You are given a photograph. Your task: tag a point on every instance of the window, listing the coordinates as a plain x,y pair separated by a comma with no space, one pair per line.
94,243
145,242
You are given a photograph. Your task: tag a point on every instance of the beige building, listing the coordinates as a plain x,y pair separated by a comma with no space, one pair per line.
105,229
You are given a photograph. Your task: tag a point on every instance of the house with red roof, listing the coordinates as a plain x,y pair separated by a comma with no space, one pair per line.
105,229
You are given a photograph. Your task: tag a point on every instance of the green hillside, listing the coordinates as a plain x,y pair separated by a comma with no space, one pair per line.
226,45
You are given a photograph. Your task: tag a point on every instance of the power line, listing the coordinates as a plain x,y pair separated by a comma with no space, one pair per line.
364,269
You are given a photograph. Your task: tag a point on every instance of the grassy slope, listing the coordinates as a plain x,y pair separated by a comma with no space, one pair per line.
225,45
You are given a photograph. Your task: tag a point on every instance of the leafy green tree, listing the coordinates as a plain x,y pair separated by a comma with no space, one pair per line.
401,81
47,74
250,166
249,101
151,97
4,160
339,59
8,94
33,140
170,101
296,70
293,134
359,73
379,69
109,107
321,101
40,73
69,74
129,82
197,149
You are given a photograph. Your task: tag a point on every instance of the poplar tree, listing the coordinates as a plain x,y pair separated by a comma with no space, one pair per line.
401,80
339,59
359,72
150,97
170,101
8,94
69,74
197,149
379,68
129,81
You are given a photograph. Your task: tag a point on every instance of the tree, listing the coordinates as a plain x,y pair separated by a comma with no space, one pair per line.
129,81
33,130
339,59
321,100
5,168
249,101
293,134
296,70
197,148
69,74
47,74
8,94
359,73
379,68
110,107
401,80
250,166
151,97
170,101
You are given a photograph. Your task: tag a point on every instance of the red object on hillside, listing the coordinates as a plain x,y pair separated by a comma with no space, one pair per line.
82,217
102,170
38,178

______

Copy all of the rows above line for line, with no change to any word, number, or punctuation mark.

EXERCISE SOLUTION ->
You are given a photograph. Your task: tag a point on every instance of the window, listing the coordinates as a plain x,y pair separated by a comma with no space, one pair per line.
94,243
145,242
You are given a photograph. Your task: tag a point on every instance of the beige building, listing the coordinates as a plain x,y pair separated by a comma with no space, one pair per line.
105,229
You are given a photograph. Your task: tag a point on every instance of the house with red roof, listing the coordinates as a plain x,y pair separated by a comma with no space, one pair per line.
105,229
You are given a photograph. Your task: tag a point on every instance of the green hillside, listing the coordinates as a plain x,y pair separated by a comma with no space, one pair per line.
226,45
You are given a photograph. Your task: tag a point on every instance of the power line, listing the coordinates as a plain x,y pair separated by a comma with no space, one pair per line.
364,269
You are given a photograph. Your task: tag a point on every instance of the grassy slope, listing the coordinates as a plain x,y pair separated by a comma with no space, one pair per line.
225,45
You are given a photograph. Your task: tag a point on every instance of the leafy green tree, listing the coordinates as a plain x,y pair separated by a comma with no space, one pair per line.
401,81
47,74
250,166
249,101
151,97
4,160
339,59
8,94
33,140
170,101
296,70
293,134
359,73
379,69
109,107
321,101
40,73
69,74
129,82
197,149
You are given a photograph. Your task: tag a point on every instance of the poplar tree, listing the coordinates as a plain x,y pair separated by a comma with no space, one pair per line.
401,80
339,59
359,72
150,97
170,101
8,94
69,74
197,149
379,68
129,81
You are given a photograph. Your task: tag a point on every instance of the tree, listing the coordinates as a plain x,y pair separated by a comma with no space, one pair per line.
129,81
33,130
339,59
321,100
5,168
249,101
293,134
296,70
197,148
69,74
47,74
8,94
359,73
379,68
110,107
401,80
250,166
151,97
170,101
You are given a photograph. Your task: tag a point on every instance of the red object on hillside, listing the coordinates as a plain x,y pair separated by a comma with no space, one pair per line.
82,217
102,170
38,178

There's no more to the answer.